(Rekordy zbioru danych o położeniu obiektów)
---

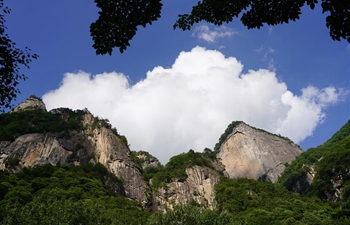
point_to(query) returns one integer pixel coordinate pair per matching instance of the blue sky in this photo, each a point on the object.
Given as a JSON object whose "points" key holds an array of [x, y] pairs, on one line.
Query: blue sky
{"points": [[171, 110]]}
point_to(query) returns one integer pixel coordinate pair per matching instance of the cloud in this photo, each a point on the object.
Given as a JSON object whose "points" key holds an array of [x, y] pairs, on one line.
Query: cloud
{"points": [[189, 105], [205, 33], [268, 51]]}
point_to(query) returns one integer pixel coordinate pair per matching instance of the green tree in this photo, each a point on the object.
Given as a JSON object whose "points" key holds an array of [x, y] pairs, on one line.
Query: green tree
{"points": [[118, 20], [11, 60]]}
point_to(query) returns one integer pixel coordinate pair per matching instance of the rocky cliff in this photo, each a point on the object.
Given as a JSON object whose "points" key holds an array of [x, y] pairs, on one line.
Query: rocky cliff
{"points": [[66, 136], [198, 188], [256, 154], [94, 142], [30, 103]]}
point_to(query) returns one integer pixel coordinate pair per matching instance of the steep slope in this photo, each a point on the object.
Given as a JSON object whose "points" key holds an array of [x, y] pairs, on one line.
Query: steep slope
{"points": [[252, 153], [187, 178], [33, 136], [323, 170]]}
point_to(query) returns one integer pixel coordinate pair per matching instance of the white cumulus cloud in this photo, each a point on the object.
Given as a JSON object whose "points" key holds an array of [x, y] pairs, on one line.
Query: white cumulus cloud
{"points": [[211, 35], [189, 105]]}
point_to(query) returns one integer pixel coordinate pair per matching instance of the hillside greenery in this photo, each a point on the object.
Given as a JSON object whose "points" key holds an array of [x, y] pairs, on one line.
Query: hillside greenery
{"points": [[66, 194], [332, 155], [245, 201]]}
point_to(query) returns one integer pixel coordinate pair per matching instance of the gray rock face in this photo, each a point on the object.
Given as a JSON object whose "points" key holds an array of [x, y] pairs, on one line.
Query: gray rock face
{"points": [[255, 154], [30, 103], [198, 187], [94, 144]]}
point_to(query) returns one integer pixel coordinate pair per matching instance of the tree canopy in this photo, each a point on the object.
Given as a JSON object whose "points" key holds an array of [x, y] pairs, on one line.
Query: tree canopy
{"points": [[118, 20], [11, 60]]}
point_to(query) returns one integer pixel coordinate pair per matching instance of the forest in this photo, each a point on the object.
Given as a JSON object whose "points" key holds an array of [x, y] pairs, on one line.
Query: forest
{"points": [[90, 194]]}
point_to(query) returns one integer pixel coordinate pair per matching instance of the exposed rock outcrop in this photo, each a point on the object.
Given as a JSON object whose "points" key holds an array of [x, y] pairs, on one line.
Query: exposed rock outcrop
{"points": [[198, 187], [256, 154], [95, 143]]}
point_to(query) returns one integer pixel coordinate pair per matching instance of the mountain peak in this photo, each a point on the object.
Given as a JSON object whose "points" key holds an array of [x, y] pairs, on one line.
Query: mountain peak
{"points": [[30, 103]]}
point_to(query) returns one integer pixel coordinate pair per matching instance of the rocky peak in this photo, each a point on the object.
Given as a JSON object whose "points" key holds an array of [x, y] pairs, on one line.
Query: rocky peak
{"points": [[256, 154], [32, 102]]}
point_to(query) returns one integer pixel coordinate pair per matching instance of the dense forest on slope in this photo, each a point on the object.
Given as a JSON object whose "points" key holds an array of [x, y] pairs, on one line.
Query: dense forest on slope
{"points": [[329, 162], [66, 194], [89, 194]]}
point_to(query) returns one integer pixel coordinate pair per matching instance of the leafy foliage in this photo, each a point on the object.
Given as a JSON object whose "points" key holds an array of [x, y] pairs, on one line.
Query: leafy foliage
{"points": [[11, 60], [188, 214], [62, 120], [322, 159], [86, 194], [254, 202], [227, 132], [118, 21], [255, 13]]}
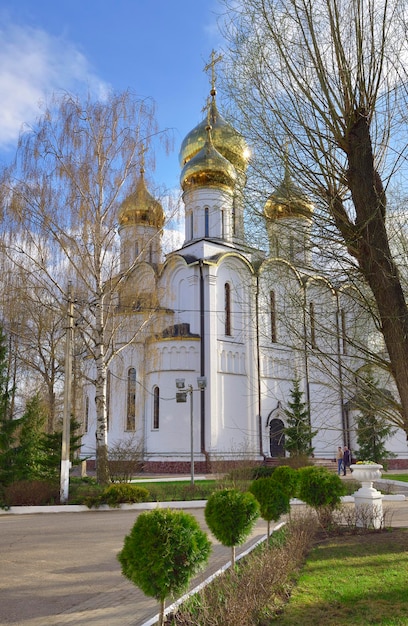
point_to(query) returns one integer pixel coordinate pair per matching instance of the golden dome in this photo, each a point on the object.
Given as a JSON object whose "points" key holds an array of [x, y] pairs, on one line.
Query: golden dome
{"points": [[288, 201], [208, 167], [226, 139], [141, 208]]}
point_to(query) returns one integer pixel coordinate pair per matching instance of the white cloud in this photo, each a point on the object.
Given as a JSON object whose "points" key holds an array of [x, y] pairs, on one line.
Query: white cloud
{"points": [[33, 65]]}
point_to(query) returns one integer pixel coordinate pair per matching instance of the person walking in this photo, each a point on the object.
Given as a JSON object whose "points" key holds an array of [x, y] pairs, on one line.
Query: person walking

---

### CEL
Przedstaw powyższe wiersze jako listę numerowaną, bez pustych wierszy. Obrazy pomiń w odpowiedzi.

### ROZWIĄZANIE ZADANIA
1. point_to(query) returns one integer pixel coordinate pair per matching instance of the blue sky in this photo, each a point on the object.
2. Given as a JSON object whose "points" key holds an array of [x, y] pairs, on one line.
3. Query: blue sky
4. {"points": [[171, 110]]}
5. point_to(query) returns one integer pixel coordinate pair per matching instance of the cloud in this photo, each a point on the object.
6. Given as a JSON object whose "points" key holds an array of [x, y] pairs, on one line.
7. Query: cloud
8. {"points": [[189, 105], [205, 33], [268, 51]]}
9. point_to(query) returns one integer pixel coordinate pair per matching instance of the green tree in this photo, each a point on the object.
10. Given as a JSON object whose "points" key holds an array of [x, y] pairs, on one line.
11. Query: green tree
12. {"points": [[118, 20], [11, 60]]}
13. point_to(query) returns one integer pixel coordinate pair per matching instance of the rocky cliff in this photo, each a point on the object.
14. Given as a JSON object whose "points" key holds an array of [x, y] pairs, on one line.
15. Query: rocky cliff
16. {"points": [[66, 136], [198, 188], [256, 154], [94, 142], [30, 103]]}
17. point_to(query) returns one integer pixel coordinate pair per matching instance of the steep slope in this photo, each a point on the object.
18. Given as a JSON object whose "points" key holds an array of [x, y] pairs, on one line.
19. Query: steep slope
20. {"points": [[252, 153], [187, 178], [33, 136], [323, 170]]}
21. point_to(query) returns one integer pixel coordinate pair per matching instance of the white cumulus cloud in this photo, each a point on the object.
22. Given as a JSON object whose "points" key holds an array of [x, y] pairs, on one line.
23. Query: white cumulus cloud
24. {"points": [[211, 35], [189, 105]]}
25. point_to(query) returns one integer pixel coordinate pair per matching instance of the hillside greenery in this photo, each a point on the object.
26. Given as a JSON object whose "points" key holds an array of [x, y] pairs, on one line.
27. Query: hillside greenery
28. {"points": [[66, 194], [332, 155], [245, 201]]}
29. point_to(query) returns one integer pixel coordinate pair per matching instance of the gray rock face in this photo, each a point on the object.
30. Given as a JSON object whose "points" key holds an array of [x, y] pairs, on one line.
31. Query: gray rock face
32. {"points": [[255, 154], [30, 103], [198, 187], [94, 144]]}
33. point_to(query) returns one integer pixel coordinate pair per matching instance of the tree canopy in this photo, each a point on the object.
34. Given as a JSON object whose "points" key holds an array of [x, y] pairs, on one line.
35. Query: tree canopy
36. {"points": [[118, 20], [11, 60]]}
37. point_to(query) returns one integer pixel coordinate pair per matching instance of the forest in this photo, each a point on the object.
38. Given as a JSON object whose "points" key holds an array of [x, y] pairs, on one line.
39. Query: forest
40. {"points": [[90, 194]]}
41. point_to(query) returns one integer pixel coordinate pair per matching instance of the exposed rock outcrop in this photo, each a point on the object.
42. Given as a JSON object whose "points" key holds an array of [x, y] pairs, on one line.
43. Query: exposed rock outcrop
44. {"points": [[198, 187], [256, 154], [95, 143]]}
45. point_to(query) returns one integer pixel coordinate pair per matching instance of the mountain peak in this photo, each a point on the object.
46. Given as a JSON object whose "points" key holds an array of [x, y] pairs, on one line.
47. Query: mountain peak
48. {"points": [[30, 103]]}
49. point_to(query) returns one integer pixel coordinate pair per matching instance of the rocky peak in this photo, each a point on the object.
50. Given as a JSON object whose "points" key holds an array of [x, y] pairs, on one line.
51. Query: rocky peak
52. {"points": [[256, 154], [32, 102]]}
53. point_to(query) returns one integer pixel coordinate pair per matching instance of the dense forest on slope in this photo, each a point on the object.
54. Given as a JSON object whose "points" key holds an array of [x, y] pairs, on one line.
55. Query: dense forest on slope
56. {"points": [[329, 162], [66, 194], [89, 194]]}
57. point_to(query) returns one integer pixel coordinate pair per matching instance of the leafy foliage in this photo, each a point on the object.
58. Given as a JSON object whose "points" key holds an array of [x, y] pairs, on one line.
59. Query: leafy foliage
60. {"points": [[11, 60], [188, 214], [62, 120], [322, 159], [86, 194], [254, 202], [227, 132], [118, 21], [255, 13]]}
61. point_to(query) returns one integer pixel coordinate pair per matching instance of the golden dome in this photo, each a point on the object.
62. Given as a JSON object whose "points" key holds an array of [x, y] pairs, on one line.
63. Query: golden dome
64. {"points": [[288, 201], [208, 167], [226, 139], [141, 208]]}
65. point_to(query) returns one integer pixel coordinate pair per matching instance of the white cloud in this photo, each a point on the object.
66. Given as a JSON object whose "points" key holds an array of [x, y] pairs, on one line.
67. Query: white cloud
68. {"points": [[33, 65]]}
69. point_to(query) returns one integer pixel coordinate pair per matching instance of the person walking in this photo, each a point on the object.
70. Given as a JSON object whose "points" key holds an array of [x, y] pairs, on one line.
71. Query: person walking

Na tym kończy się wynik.